Copy out, word for word, the passage of the Bedrock gateway text that begins with the words "If you are running" and ends with "review will expect.".

Reading text:
□ □ □ □ □ □ □
If you are running a multi-model Bedrock deployment and the audit pipeline pulls from CloudTrail plus a custom application log, let's talk about a single record format.
Frequently asked questions
- How does the gateway interact with AWS PrivateLink for Bedrock?
The inspection layer can run inside the VPC that holds the PrivateLink endpoint for Bedrock, which keeps all traffic on the AWS network and inside the customer's account. The application calls the inspection layer over PrivateLink, the inspection layer calls Bedrock over the PrivateLink endpoint, and the data path never crosses the public internet. The inspection layer's IAM role is the only role that needs Bedrock invocation permissions on the customer account, which simplifies the IAM policy. The audit record captures that the call traversed PrivateLink for the records that the FedRAMP and the IL5 review will expect.
- Does the gateway support cross-account Bedrock invocations?
Yes, through standard AWS cross-account IAM. The inspection layer's IAM role assumes a Bedrock invocation role in the destination account before calling Bedrock there. The audit record stamps the source account, the destination account, and the assumed role identifier so the auditor can reconstruct the cross-account call path. Production deployments that have a shared central inspection layer serving multiple AWS accounts use the cross-account assume-role pattern to keep the inspection layer in one account while the model invocations land in the per-team or per-product accounts.
- How does the gateway record the Bedrock Guardrails outcome?
□ □ □ □ □ □ □
Data shown:
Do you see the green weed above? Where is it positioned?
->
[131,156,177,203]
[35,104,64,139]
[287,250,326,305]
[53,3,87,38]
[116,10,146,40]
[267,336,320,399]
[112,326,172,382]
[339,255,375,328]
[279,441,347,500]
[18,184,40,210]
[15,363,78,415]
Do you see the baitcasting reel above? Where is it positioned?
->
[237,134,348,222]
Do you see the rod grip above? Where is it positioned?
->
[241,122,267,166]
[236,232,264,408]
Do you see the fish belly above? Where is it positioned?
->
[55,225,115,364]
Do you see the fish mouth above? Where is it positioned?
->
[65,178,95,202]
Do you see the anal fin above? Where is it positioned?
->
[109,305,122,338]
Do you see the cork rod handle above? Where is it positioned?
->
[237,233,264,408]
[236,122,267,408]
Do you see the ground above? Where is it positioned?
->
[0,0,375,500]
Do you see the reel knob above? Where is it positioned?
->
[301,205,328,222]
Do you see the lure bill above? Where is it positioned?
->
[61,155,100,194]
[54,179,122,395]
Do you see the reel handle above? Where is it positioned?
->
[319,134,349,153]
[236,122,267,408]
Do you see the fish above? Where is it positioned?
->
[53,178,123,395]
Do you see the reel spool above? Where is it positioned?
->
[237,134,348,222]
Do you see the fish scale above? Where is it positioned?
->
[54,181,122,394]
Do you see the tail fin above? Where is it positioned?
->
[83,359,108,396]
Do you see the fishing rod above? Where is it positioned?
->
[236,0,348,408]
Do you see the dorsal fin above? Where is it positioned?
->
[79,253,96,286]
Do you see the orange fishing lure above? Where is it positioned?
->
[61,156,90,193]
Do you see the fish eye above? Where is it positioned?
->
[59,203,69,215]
□ □ □ □ □ □ □
Answer to this problem:
If you are running a multi-model Bedrock deployment and the audit pipeline pulls from CloudTrail plus a custom application log, let's talk about a single record format.
Frequently asked questions
- How does the gateway interact with AWS PrivateLink for Bedrock?
The inspection layer can run inside the VPC that holds the PrivateLink endpoint for Bedrock, which keeps all traffic on the AWS network and inside the customer's account. The application calls the inspection layer over PrivateLink, the inspection layer calls Bedrock over the PrivateLink endpoint, and the data path never crosses the public internet. The inspection layer's IAM role is the only role that needs Bedrock invocation permissions on the customer account, which simplifies the IAM policy. The audit record captures that the call traversed PrivateLink for the records that the FedRAMP and the IL5 review will expect.